Thank you, I will read it.


----------



## DMcFadden (Jul 13, 2009)

Statistically, there are a higher percentage of mega churches among the Restorationists (their prefered moniker) than any other denomination or group.

They are found in mainline (Disciples of Christ), broad evangelical (independent Christian churches) and fundamentalist (Church of Christ) flavors.

Many of the evidently independent "community" churches are actually Restorationists (typically of the independent Christian church variety).


----------



## Grillsy (Jul 13, 2009)

DMcFadden said:


> Statistically, there are a higher percentage of mega churches among the Restorationists (their prefered moniker) than any other denomination or group.
> 
> They are found in mainline (Disciples of Christ), broad evangelical (independent Christian churches) and fundamentalist (Church of Christ) flavors.

• **DATA EXTRACT**
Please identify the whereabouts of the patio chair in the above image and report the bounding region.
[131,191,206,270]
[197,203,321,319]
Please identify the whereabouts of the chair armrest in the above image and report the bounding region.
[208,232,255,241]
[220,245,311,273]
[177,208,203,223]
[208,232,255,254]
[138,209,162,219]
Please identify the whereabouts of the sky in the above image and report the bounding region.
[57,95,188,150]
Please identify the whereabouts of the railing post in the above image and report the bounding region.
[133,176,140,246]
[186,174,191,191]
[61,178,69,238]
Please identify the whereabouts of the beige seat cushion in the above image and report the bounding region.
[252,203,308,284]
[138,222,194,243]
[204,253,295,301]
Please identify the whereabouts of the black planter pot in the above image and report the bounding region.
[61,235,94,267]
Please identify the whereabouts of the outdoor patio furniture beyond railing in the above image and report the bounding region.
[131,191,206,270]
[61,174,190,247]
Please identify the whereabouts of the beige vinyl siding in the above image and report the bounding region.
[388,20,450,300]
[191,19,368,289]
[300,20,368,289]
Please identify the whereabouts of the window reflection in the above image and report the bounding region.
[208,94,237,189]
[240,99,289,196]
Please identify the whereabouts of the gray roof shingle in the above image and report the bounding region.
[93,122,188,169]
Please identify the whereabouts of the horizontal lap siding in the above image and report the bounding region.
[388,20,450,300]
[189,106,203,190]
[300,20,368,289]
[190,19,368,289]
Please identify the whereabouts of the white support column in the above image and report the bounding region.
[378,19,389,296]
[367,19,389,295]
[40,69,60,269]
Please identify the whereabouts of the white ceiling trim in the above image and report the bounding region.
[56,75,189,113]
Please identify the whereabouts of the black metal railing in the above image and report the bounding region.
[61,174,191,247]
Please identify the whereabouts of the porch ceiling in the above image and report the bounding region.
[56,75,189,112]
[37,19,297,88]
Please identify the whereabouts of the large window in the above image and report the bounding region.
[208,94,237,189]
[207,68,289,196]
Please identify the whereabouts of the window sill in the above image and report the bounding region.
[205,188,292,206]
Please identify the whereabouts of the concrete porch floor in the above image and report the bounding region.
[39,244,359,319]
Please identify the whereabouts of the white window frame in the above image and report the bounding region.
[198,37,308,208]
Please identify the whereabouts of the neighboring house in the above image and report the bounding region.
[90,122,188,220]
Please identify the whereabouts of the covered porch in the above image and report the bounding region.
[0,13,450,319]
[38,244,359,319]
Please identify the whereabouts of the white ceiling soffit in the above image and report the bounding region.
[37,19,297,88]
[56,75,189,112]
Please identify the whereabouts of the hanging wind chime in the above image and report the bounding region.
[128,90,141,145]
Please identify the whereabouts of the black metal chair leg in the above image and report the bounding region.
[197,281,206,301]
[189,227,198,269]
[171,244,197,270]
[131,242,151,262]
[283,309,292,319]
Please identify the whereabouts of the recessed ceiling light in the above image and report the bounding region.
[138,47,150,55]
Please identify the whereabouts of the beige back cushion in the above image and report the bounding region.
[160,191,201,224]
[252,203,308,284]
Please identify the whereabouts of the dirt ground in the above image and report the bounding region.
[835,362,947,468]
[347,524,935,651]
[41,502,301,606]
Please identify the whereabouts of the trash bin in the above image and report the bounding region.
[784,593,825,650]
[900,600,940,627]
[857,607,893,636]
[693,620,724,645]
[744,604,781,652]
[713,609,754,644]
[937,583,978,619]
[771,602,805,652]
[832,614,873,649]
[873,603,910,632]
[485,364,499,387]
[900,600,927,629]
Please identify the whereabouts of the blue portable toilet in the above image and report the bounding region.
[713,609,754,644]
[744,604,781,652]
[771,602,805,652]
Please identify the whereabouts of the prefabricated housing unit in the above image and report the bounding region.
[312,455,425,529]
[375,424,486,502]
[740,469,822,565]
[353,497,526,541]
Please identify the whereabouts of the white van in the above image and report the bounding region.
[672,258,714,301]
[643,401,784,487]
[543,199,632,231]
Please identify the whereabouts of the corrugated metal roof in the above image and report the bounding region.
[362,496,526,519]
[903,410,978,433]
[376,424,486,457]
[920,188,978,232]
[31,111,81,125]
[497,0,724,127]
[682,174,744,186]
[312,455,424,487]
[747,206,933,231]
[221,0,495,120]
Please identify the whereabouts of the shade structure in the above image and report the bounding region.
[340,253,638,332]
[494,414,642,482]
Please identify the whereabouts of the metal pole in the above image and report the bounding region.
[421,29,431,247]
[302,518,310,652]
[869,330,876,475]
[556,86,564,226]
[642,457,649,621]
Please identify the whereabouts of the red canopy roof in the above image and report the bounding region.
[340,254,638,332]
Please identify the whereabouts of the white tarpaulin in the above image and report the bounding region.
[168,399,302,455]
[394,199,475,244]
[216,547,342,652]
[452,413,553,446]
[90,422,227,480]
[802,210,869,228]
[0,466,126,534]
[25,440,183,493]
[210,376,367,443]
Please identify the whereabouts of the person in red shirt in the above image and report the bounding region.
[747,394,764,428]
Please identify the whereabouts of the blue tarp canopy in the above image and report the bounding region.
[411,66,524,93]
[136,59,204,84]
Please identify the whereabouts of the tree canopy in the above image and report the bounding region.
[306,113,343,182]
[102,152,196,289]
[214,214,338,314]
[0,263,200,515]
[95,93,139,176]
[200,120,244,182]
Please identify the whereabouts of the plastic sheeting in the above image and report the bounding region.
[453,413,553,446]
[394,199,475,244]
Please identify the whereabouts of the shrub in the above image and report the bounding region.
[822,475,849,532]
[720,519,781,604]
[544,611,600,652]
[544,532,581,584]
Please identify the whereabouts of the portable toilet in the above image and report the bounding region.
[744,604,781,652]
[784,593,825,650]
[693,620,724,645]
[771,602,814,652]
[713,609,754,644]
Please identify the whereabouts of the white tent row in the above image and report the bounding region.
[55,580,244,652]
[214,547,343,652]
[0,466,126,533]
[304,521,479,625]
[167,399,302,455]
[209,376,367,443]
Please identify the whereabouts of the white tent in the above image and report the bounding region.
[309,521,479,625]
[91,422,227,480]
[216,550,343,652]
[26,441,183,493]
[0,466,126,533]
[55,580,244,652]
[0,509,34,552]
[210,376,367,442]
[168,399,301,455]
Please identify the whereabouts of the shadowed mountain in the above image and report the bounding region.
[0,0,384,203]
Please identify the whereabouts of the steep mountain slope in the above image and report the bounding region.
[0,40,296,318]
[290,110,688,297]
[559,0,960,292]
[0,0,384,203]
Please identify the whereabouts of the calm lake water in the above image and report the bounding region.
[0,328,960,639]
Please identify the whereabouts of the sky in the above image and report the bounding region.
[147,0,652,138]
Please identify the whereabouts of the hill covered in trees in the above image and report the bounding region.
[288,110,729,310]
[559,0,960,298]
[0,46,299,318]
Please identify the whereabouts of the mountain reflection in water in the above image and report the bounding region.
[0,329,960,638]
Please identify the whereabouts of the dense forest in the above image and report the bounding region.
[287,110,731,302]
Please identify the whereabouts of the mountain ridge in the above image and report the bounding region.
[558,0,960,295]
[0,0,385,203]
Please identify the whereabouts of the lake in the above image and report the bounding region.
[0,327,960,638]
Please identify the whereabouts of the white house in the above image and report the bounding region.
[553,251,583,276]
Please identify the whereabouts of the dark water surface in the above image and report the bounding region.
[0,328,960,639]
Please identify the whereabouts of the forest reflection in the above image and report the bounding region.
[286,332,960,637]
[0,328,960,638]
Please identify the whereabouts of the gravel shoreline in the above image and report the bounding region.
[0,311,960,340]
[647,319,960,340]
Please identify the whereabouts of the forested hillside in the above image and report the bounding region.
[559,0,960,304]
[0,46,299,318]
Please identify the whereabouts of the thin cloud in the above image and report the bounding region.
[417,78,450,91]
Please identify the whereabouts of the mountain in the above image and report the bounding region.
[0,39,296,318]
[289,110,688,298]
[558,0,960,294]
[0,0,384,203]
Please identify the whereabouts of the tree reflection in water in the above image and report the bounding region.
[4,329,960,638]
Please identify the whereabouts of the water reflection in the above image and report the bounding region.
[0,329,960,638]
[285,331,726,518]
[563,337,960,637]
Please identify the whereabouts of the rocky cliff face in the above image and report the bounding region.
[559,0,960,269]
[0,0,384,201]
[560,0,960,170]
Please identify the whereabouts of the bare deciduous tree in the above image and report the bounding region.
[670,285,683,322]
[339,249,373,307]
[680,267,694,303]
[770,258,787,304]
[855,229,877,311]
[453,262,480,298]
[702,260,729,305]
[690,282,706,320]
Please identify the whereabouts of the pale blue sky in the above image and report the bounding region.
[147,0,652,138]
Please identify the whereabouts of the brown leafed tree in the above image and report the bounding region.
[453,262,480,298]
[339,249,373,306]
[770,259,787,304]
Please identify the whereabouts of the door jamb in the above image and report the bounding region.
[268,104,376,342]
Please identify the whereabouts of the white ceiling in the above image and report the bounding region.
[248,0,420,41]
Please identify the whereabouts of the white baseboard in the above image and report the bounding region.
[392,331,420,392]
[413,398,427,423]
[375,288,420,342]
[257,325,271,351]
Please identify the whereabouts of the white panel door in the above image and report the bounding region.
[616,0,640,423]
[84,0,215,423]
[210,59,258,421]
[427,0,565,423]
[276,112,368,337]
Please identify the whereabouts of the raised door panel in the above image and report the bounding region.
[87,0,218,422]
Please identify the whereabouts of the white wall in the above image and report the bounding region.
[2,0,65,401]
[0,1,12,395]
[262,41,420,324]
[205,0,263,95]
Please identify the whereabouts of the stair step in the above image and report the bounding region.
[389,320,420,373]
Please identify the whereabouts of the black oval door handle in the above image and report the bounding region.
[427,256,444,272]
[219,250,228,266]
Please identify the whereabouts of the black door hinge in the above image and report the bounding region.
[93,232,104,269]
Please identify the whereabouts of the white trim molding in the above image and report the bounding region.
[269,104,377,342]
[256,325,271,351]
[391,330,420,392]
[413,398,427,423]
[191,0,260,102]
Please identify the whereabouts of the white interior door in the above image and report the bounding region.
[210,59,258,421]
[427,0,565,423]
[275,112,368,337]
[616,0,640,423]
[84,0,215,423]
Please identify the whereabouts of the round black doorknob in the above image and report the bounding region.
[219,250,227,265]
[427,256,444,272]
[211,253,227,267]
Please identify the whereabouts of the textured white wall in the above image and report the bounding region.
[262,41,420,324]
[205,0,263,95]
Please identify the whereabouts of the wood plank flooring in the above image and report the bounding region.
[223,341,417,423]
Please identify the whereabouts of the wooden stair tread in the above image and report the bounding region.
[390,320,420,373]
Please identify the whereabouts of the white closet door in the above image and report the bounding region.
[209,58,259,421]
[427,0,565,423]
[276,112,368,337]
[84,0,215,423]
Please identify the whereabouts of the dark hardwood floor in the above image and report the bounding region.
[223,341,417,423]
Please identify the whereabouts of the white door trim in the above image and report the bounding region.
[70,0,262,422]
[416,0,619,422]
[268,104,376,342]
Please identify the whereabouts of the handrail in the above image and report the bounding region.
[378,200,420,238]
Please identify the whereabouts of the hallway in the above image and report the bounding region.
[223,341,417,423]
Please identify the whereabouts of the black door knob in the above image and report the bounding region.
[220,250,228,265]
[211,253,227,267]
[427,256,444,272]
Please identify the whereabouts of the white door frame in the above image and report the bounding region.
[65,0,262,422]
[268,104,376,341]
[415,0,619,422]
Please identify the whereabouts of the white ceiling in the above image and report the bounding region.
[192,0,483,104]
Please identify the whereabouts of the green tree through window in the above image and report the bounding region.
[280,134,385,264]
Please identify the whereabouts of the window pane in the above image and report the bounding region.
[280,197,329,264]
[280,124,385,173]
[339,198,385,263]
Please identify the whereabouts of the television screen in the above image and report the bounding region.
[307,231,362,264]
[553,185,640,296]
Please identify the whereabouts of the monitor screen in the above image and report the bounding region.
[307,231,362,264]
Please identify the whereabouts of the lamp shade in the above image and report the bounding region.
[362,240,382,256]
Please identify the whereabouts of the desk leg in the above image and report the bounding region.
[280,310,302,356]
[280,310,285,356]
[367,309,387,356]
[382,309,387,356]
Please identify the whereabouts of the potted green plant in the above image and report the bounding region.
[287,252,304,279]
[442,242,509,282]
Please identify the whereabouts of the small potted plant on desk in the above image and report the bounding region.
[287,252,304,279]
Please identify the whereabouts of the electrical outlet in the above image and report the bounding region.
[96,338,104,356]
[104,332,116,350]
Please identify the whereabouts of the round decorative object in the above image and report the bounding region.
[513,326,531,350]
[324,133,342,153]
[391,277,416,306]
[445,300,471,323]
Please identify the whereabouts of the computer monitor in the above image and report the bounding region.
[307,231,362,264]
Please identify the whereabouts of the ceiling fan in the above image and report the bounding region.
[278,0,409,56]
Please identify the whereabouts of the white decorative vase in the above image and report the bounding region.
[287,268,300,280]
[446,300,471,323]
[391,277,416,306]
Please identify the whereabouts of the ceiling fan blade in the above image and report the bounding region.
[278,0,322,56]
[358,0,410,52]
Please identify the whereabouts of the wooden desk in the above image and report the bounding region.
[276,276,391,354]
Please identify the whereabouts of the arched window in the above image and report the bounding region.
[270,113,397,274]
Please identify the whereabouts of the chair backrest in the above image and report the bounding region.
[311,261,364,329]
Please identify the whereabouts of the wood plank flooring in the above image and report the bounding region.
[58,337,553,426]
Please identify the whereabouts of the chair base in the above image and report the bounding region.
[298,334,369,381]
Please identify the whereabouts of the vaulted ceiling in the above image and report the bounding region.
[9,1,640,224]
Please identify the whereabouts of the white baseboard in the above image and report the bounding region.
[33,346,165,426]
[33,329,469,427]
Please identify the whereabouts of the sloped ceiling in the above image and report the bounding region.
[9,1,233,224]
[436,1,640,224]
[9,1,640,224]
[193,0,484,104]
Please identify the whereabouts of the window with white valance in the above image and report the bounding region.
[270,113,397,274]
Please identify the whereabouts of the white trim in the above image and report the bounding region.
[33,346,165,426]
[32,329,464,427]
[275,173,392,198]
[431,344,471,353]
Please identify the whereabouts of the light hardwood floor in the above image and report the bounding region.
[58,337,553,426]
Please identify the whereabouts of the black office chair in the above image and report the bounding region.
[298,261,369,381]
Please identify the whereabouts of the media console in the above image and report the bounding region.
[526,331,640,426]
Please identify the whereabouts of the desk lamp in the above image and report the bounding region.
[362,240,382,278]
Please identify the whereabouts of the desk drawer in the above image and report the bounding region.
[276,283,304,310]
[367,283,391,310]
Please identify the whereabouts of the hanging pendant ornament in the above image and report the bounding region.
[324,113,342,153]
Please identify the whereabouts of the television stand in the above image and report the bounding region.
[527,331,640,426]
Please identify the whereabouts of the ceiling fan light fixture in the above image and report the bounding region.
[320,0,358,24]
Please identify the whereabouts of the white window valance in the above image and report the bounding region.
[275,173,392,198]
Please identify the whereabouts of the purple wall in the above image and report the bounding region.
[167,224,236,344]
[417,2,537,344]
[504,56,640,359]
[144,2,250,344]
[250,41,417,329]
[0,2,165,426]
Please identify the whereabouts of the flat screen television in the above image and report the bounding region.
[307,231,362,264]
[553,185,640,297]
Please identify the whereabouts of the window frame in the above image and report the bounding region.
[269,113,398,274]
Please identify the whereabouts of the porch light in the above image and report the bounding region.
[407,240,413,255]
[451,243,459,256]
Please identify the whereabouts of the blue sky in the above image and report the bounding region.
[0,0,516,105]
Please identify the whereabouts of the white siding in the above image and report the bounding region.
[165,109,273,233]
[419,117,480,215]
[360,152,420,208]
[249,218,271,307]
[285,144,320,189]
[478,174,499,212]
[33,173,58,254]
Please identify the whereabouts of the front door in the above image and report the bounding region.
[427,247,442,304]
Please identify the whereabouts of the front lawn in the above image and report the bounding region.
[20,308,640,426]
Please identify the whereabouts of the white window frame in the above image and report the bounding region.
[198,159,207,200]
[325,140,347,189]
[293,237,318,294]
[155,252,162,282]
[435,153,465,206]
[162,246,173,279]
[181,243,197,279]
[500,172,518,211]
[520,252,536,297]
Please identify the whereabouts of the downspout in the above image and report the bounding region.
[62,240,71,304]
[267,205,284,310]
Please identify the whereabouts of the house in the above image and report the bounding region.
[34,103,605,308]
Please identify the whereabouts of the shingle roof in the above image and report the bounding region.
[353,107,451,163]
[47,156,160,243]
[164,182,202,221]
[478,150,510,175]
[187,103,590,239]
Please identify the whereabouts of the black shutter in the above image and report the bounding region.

• **STATED PROBLEM**
Write the next part of the forum thread about Restorationist megachurches, picking up right after its last line.

• **RESULT OF THE TASK**
> 
> Many of the evidently independent "community" churches are actually Restorationists (typically of the independent Christian church variety).



I actually don't think they even like being called Restorationists anymore...they want to be called Christians only. But to me that just gets confusing. They're a difficult group to deal with.


----------



## Grillsy (Jul 13, 2009)

And make no mistake this is a dangerous group. When I can find I will try post Boice's words about the Campbell-Stone movement.


----------



## Contra Marcion (Jul 13, 2009)

Just reading Dabney's words here make me want to stop and give thanks that I'm free from their system forever! I grew up in the COC - what a brainwashing!


----------



## Grillsy (Jul 13, 2009)

Contra Marcion said:


> Just reading Dabney's words here make me want to stop and give thanks that I'm free from their system forever! I grew up in the COC - what a brainwashing!



Jacob,

I am very thankful that there is someone else on here who has come out of the system. I am even more thankful that person is now in the OPC.
The CoC is probably the most vicious form of Campbellism.


----------



## Thomas2007 (Jul 13, 2009)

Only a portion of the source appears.